- **EXCERPTED TEXT**
Inching Towards Abundant Water: New Progress in Desalination Tech
In early 2018, Cape Town, South Africa came dangerously close to being the world’s first major city to run out of water. People lined up for blocks to collect spring water. Stores sold out of receptacles like buckets and bowls. Bottled water was rationed in tourist-heavy parts of the city. April 12 was designated “Day Zero”—the day the water was expected to dry up. City officials prepared for riots, keeping army and police ready to be deployed to water collection sources.
Rainfall in the region had been low for three years straight, prompting a drought. Thanks to a massive effort by city officials to enforce water conservation—including tariffs, heavy restrictions, and a new water pressure system, plus redirecting agricultural water to the city—Day Zero never came, and rainfall returned to normal shortly thereafter. The city breathed a collective sigh of relief; crisis averted.
But the scare was a wake-up call, not only to Cape Town but to water-pressed cities around the world. Mexico City, Sao Paulo, Cairo, and many others are facing water shortages. As the world’s population grows and climate change pushes temperatures up, water is set to become even scarcer.
If only there was a cheap, easy way to take the salt out of the billions of gallons of seawater sitting within a few hundred miles of all these cities. As it stands, desalination is expensive and energy-intensive. Getting the technology to a point where desalinated sea water is a viable option for water-starved cities is going to take years, if not decades—but teams of scientists around the world are making incremental progress, slowly moving us towards a water-abundant world.

- **TASK SET**
**a)** How would you sum up the desalination text in two sentences?
**b)** Proceed with the desalination text, picking up after its last sentence.
Nothing here requires the listing.

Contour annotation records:
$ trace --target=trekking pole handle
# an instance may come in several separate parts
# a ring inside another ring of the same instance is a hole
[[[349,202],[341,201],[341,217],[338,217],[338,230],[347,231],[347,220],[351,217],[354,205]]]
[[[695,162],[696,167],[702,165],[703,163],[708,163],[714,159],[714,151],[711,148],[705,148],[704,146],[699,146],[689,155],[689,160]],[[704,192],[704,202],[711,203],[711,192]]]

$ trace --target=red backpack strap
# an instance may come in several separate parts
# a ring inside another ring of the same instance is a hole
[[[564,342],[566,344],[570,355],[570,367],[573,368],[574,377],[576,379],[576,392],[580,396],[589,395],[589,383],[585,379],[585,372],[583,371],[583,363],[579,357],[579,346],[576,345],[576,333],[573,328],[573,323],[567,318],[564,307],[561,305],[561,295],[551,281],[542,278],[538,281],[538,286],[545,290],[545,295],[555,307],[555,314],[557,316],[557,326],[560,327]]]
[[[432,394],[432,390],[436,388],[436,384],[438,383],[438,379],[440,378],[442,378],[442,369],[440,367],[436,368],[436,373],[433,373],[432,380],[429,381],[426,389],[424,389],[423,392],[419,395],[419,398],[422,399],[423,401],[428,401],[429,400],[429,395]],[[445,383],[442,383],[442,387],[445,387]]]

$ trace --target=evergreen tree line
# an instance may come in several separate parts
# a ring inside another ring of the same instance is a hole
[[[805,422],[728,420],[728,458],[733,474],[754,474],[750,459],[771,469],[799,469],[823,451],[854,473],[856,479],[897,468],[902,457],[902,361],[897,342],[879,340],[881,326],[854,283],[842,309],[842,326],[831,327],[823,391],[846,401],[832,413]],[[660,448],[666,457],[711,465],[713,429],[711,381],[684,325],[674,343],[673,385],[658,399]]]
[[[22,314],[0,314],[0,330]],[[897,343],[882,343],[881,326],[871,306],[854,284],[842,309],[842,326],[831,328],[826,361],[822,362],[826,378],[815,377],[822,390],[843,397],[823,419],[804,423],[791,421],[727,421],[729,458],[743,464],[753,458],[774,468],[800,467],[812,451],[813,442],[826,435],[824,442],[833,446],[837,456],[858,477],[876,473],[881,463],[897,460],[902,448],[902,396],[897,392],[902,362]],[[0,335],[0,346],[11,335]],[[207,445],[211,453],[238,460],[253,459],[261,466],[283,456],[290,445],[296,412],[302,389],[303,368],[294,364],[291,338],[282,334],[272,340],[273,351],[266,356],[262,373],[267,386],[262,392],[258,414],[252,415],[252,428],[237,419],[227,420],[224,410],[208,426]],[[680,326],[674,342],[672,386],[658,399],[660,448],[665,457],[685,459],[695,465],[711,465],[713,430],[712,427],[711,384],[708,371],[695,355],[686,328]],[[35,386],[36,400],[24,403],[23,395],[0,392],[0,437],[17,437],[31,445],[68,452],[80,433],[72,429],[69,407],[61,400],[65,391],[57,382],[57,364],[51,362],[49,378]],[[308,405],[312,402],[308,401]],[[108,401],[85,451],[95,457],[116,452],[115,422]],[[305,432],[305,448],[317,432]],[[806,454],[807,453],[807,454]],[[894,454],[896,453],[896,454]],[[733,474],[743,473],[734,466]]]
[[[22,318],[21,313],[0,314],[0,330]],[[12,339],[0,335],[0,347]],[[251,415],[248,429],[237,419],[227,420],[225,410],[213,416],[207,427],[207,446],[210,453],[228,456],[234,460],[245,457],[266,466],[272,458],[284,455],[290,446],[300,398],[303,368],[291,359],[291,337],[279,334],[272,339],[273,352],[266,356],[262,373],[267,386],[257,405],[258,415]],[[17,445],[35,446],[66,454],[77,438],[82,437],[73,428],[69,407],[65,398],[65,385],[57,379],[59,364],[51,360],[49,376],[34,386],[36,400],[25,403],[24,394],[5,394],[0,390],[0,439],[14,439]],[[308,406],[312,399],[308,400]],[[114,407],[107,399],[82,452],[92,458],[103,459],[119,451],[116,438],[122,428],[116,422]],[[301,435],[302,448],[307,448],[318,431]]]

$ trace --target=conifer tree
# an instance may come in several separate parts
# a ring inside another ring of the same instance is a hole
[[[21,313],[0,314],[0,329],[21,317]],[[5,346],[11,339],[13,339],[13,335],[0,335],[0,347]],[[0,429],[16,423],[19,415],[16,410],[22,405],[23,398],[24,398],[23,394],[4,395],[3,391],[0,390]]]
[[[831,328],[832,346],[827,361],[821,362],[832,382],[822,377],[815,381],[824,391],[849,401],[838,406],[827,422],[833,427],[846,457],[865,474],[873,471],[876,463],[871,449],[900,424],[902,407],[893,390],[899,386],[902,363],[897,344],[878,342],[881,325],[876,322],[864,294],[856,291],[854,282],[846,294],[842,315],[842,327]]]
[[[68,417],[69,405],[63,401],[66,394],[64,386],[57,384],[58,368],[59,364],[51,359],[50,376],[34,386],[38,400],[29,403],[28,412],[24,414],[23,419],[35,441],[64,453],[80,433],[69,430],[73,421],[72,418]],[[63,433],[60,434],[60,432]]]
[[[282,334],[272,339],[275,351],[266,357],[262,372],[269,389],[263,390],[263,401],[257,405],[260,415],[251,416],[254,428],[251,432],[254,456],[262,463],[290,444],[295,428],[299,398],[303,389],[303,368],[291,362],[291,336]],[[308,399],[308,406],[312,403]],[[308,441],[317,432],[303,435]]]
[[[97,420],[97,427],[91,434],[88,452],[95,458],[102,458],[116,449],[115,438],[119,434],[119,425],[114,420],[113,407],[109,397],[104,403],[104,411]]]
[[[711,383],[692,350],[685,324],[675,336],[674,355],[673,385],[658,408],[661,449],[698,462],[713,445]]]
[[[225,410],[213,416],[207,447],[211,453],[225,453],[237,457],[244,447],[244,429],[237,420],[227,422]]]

- **THE RESULTS**
**a)** In early 2018 Cape Town nearly became the first major city to run out of water, but strict conservation measures and the return of normal rainfall meant its "Day Zero" never came. The scare was a wake-up call for other water-pressed cities, and although desalination is still expensive and energy-intensive, scientists around the world are making incremental progress toward a water-abundant world.

**b)**
Desal Tech as it Stands
The most common desalination methods are thermal distillation and reverse osmosis. In thermal distillation, water is heated until the pure vapor separates from the salt and other components. In reverse osmosis, high amounts of pressure push water through a filter to separate it from salt.
According to the International Desalination Association, there are 20,516 desalination plants across 150 different countries, providing water to 300 million people.
The biggest existing facilities are Saudi Arabia’s Ras Al Khair, which uses both thermal distillation and reverse osmosis, and Israel’s Sorek, hailed as the largest and cheapest reverse osmosis plant in the world when it opened in 2015. The Middle East is by far the dominant region in the world when it comes to desal (unsurprising given its hot climate and oceanside locale); the West’s largest plant is located near San Diego and produces 50 million gallons of fresh water per day.
The biggest problem keeping desalination from becoming an even more widespread source of water is its costs, both environmental and financial. Thermal distillation and reverse osmosis require huge amounts of energy (the former more than the latter), and are still expensive relative to other sources of fresh water.
Three recent developments may help.
Graphene-Based Membranes Get Better
At just one atom thick, graphene—a material made of carbon atoms arranged in a hexagonal lattice—has been widely hyped its strength and conductivity, but thus far it’s proved difficult to scale its manufacture. Graphene holds promise for water filtration, but the technology is far from ready for use in large-scale desalination.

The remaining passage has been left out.